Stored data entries
· · ·
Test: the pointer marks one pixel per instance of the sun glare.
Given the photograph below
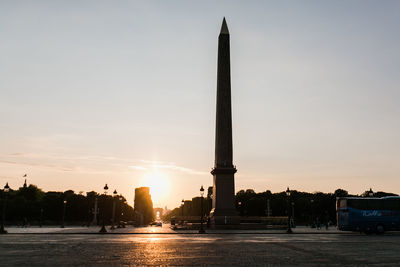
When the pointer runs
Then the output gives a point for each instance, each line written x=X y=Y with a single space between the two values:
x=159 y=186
· · ·
▶ **EXERCISE BRIEF**:
Copy the data above word for word, leaving out the pictures.

▶ **COMPLETE RESPONSE**:
Test: the pointer marks one pixel per instance of the sun glare.
Given the photograph below
When the pointer runs
Then the output gives a point for each instance, each line written x=X y=Y with a single space between the two values:
x=159 y=186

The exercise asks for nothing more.